> [EXERCISE DATA]
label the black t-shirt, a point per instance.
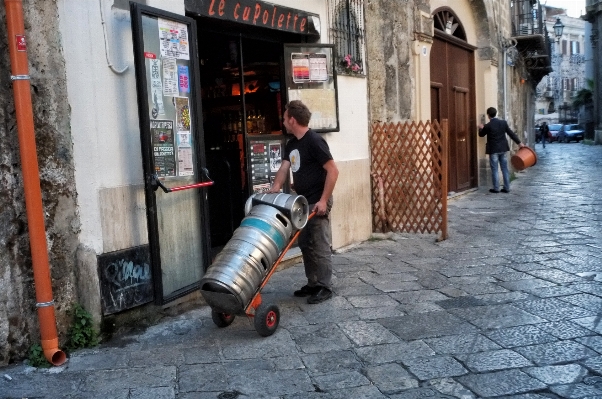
(307, 157)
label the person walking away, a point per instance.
(314, 175)
(544, 130)
(497, 147)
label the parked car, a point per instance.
(554, 130)
(570, 132)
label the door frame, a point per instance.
(472, 163)
(136, 12)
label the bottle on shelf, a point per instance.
(260, 123)
(239, 128)
(250, 129)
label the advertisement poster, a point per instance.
(312, 67)
(318, 68)
(182, 114)
(173, 38)
(185, 164)
(300, 64)
(162, 137)
(275, 156)
(170, 77)
(183, 79)
(156, 88)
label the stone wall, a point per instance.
(389, 35)
(19, 327)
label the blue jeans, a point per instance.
(500, 158)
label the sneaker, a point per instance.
(306, 290)
(320, 296)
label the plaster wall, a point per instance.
(108, 163)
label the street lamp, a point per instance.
(558, 27)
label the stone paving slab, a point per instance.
(508, 307)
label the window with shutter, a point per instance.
(347, 32)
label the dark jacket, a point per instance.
(496, 131)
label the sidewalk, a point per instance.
(509, 305)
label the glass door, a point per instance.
(172, 143)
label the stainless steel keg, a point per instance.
(295, 207)
(243, 263)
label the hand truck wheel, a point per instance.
(221, 319)
(266, 319)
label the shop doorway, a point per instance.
(453, 97)
(242, 108)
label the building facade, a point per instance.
(452, 60)
(114, 105)
(593, 15)
(556, 91)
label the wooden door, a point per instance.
(452, 98)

> [AIM]
Quote all the records verbatim, dropping any pictures from your copy.

> [COMPLETE OUTPUT]
label the black t-shirt, a point per instance.
(307, 157)
label the person walking away, a point per instance.
(314, 175)
(544, 130)
(497, 147)
label the parked car, a point per instance.
(554, 130)
(570, 132)
label the door frame, a point per instance.
(472, 163)
(136, 12)
label the bottle on shelf, a point per instance.
(260, 123)
(239, 128)
(250, 129)
label the advertisement poster, a point per instance.
(312, 67)
(318, 68)
(182, 114)
(173, 38)
(185, 164)
(300, 64)
(162, 137)
(275, 156)
(170, 77)
(183, 79)
(156, 88)
label the stone wall, a point per instance.
(389, 35)
(19, 327)
label the blue jeans, a point per instance.
(500, 158)
label the sneaker, a point per instance.
(306, 290)
(320, 296)
label the plaster wall, a point per instance.
(108, 163)
label the street lamp, a point per instance.
(558, 27)
label the stone paving slab, a point per instance.
(508, 307)
label the window with shutter, a point per instance.
(347, 32)
label the dark jacket, a point per instance.
(496, 131)
label the sidewalk, a point per instance.
(509, 305)
label the glass door, a point per instance.
(172, 143)
label the stainless steel keg, a point per instance.
(295, 207)
(243, 263)
label the hand truck wheel, a point per instance.
(221, 319)
(266, 319)
label the shop doorway, a point per instance.
(453, 97)
(242, 108)
label the building facade, a point per instance.
(452, 60)
(114, 105)
(593, 15)
(556, 91)
label the wooden door, a point per instance.
(452, 98)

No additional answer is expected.